## Saved data entries:
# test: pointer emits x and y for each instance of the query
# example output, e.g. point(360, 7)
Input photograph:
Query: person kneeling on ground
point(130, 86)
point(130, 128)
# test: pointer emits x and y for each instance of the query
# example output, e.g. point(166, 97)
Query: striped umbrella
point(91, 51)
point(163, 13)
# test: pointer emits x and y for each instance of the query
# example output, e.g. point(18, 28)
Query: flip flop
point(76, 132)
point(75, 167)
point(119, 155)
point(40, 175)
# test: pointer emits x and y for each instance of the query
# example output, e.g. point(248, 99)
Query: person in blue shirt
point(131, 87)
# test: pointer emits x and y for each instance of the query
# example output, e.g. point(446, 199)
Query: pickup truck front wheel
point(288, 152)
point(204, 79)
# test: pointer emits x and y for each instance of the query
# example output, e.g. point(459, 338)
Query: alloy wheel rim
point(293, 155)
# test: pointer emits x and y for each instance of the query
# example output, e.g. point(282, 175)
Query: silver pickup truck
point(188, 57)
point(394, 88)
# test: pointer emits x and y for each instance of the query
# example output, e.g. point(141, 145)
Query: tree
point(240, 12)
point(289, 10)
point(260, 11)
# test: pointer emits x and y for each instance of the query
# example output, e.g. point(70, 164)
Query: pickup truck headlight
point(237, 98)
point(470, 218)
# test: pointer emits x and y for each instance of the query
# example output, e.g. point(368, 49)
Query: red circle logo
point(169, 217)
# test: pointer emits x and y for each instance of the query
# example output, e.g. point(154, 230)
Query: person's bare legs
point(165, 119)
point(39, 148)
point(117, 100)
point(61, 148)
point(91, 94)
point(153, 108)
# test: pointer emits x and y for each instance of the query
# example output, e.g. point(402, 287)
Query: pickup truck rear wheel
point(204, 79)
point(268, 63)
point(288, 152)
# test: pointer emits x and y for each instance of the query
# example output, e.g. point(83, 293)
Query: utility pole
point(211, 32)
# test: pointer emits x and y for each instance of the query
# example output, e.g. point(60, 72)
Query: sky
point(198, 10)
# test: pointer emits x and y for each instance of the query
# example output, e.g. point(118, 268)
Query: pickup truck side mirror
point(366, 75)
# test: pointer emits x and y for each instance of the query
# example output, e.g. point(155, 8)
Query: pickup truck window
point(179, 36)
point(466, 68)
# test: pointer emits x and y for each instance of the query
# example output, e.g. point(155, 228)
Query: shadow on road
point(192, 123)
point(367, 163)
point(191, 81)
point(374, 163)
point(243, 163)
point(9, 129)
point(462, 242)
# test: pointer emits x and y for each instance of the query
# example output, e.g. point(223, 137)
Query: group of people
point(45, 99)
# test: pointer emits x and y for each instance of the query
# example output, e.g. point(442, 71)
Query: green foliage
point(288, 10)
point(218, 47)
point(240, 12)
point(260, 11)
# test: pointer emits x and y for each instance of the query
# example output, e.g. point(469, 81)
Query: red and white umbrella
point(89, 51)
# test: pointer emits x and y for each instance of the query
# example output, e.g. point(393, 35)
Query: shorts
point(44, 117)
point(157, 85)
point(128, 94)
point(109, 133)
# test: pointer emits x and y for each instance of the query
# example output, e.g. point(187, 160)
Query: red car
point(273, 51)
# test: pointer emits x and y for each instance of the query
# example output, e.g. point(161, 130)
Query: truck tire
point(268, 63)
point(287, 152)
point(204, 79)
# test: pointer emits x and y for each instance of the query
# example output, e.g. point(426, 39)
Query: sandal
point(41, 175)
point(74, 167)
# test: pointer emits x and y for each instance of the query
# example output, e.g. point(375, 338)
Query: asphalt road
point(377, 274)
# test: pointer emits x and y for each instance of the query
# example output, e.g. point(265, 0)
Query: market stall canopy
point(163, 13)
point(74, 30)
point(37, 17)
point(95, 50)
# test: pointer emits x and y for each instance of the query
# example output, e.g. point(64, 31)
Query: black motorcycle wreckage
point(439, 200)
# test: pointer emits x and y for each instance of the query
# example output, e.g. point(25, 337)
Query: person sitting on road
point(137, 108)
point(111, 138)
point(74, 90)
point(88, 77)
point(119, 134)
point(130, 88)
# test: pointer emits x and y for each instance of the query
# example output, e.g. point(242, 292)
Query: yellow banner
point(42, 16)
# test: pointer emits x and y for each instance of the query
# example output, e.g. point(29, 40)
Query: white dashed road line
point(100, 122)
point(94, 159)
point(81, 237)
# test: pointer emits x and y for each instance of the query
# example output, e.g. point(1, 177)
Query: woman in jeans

## Work to be completed:
The expected output is an exact copy of all the records above.

## Completed task:
# test: pointer emits x and y for each instance of the query
# example output, e.g. point(360, 7)
Input photograph:
Query: person kneeling on ground
point(130, 86)
point(130, 128)
# test: pointer emits x and y for each instance of the query
# example output, e.g. point(166, 97)
Query: striped umbrella
point(91, 51)
point(163, 13)
# test: pointer emits x and y for each instance of the query
# example output, e.g. point(18, 28)
Query: flip flop
point(76, 132)
point(75, 167)
point(119, 155)
point(40, 175)
# test: pointer emits x and y for each instance of the query
# example output, e.g. point(248, 99)
Query: person in blue shirt
point(131, 87)
# test: pointer emits x and y for each instance of the query
# example output, e.g. point(446, 199)
Query: pickup truck front wheel
point(288, 152)
point(204, 79)
# test: pointer emits x and y for each instance of the query
# example output, e.g. point(459, 338)
Query: alloy wheel rim
point(293, 155)
# test: pointer emits x and y for each instance of the query
# example output, e.g. point(282, 175)
Query: silver pickup truck
point(188, 57)
point(394, 88)
# test: pointer emits x and y for each instance of the query
# example output, e.g. point(141, 145)
Query: tree
point(240, 12)
point(289, 10)
point(260, 11)
# test: pointer emits x and y for each instance of the query
# example output, e.g. point(70, 164)
Query: pickup truck headlight
point(237, 98)
point(470, 218)
# test: pointer emits x and y for each instance of the query
# example output, e.g. point(368, 49)
Query: red circle logo
point(169, 217)
# test: pointer emits x and y for each instance of the query
# example output, e.g. point(154, 230)
Query: person's bare legs
point(165, 119)
point(39, 148)
point(117, 100)
point(61, 148)
point(91, 94)
point(153, 108)
# test: pointer emits x and y for each instance of the query
# example output, e.g. point(402, 287)
Query: pickup truck rear wheel
point(204, 79)
point(268, 63)
point(288, 152)
# test: pointer emits x and y for each instance of the query
# example output, e.g. point(83, 293)
Query: utility pole
point(211, 32)
# test: pointer emits x and y for each instance of the query
# example output, e.g. point(60, 72)
Query: sky
point(198, 10)
# test: pointer emits x and y for each instance of the query
# example output, e.g. point(118, 268)
Query: pickup truck side mirror
point(366, 75)
# test: pointer emits x and y for each instance of the query
# example output, e.g. point(155, 8)
Query: pickup truck window
point(179, 36)
point(466, 68)
# test: pointer emits x and y for each instance of the query
# example output, e.g. point(155, 228)
Query: shadow on road
point(192, 123)
point(367, 163)
point(191, 81)
point(374, 163)
point(243, 163)
point(9, 129)
point(462, 242)
# test: pointer emits x and y for each instance of the query
# example output, e.g. point(223, 137)
Query: group of people
point(45, 99)
# test: pointer emits x and y for each instance of the query
# example output, e.g. point(442, 71)
Query: green foliage
point(288, 10)
point(218, 47)
point(240, 12)
point(260, 11)
# test: pointer emits x and y for each instance of the query
# example output, e.g. point(469, 81)
Query: red and white umbrella
point(89, 51)
# test: pointer emits x and y for each instance of the query
# example output, e.g. point(393, 35)
Query: shorts
point(44, 117)
point(157, 85)
point(128, 94)
point(109, 133)
# test: pointer emits x and y for each instance of the query
# example output, e.g. point(187, 160)
Query: red car
point(273, 51)
# test: pointer emits x and y for each instance of the query
# example output, e.g. point(161, 130)
Query: truck tire
point(268, 63)
point(287, 152)
point(204, 79)
# test: pointer emits x and y for each instance of the query
# example output, e.g. point(426, 39)
Query: sandal
point(41, 175)
point(74, 167)
# test: pointer emits x and y for each instance of the query
# example output, e.g. point(375, 338)
Query: asphalt road
point(377, 274)
# test: pointer emits x and y for each instance of the query
# example output, e.g. point(265, 0)
Query: market stall canopy
point(163, 13)
point(74, 30)
point(37, 17)
point(95, 50)
# test: pointer emits x and y for each instance of the query
# example output, e.g. point(64, 31)
Query: black motorcycle wreckage
point(439, 200)
# test: pointer emits x and y for each instance of the query
# example output, e.g. point(25, 337)
Query: person sitting on road
point(137, 108)
point(111, 138)
point(74, 90)
point(88, 77)
point(119, 134)
point(130, 88)
# test: pointer emits x and y for each instance of the query
# example output, e.g. point(242, 292)
Query: yellow banner
point(42, 16)
# test: pointer emits x and y for each instance of the query
# example output, e.g. point(29, 40)
Query: white dashed road line
point(100, 122)
point(94, 159)
point(81, 237)
# test: pointer emits x and y for each instance of the query
# example output, e.g. point(1, 177)
Query: woman in jeans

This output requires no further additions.